• [To do]
Every record below should be printed exactly as given.

• [Supplied information]
## Start

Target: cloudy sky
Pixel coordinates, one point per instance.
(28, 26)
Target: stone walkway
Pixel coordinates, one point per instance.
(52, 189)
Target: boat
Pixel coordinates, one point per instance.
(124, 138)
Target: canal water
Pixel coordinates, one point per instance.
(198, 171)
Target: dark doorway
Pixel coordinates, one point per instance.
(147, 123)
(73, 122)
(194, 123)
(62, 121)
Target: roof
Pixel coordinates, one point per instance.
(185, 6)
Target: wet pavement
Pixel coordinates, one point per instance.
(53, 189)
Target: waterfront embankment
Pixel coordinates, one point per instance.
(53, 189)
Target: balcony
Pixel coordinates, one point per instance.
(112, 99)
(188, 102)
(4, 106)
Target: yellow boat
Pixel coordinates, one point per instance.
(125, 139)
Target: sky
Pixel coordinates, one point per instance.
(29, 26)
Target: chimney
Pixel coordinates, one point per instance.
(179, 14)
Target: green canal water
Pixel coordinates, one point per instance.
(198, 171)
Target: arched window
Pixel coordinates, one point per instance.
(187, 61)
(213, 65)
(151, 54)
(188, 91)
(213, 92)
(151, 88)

## End

• [Answer to the exercise]
Target: cloudy sky
Pixel coordinates, one point per instance.
(28, 26)
Target: stone walkway
Pixel coordinates, one point per instance.
(52, 189)
Target: boat
Pixel coordinates, one point per instance.
(124, 138)
Target: canal water
Pixel coordinates, one point per instance.
(198, 171)
Target: dark doorway
Pixel coordinates, one point per instance.
(147, 123)
(73, 122)
(194, 123)
(62, 121)
Target: roof
Pixel coordinates, one point per instance.
(185, 6)
Target: wet pavement
Pixel coordinates, one point per instance.
(53, 189)
Target: waterfront embankment
Pixel coordinates, one point per instance.
(53, 189)
Target: balcony
Pixel coordinates, one point per instance.
(112, 99)
(188, 102)
(4, 106)
Target: yellow boat
Pixel coordinates, one point per instance.
(125, 139)
Target: sky
Pixel coordinates, one point per instance.
(29, 26)
Target: chimney
Pixel coordinates, one point per instance.
(179, 14)
Target: green canal water
Pixel coordinates, one point per instance.
(198, 171)
Target: arched window
Pixel coordinates, one point per instance.
(187, 61)
(213, 65)
(151, 54)
(188, 91)
(213, 92)
(151, 88)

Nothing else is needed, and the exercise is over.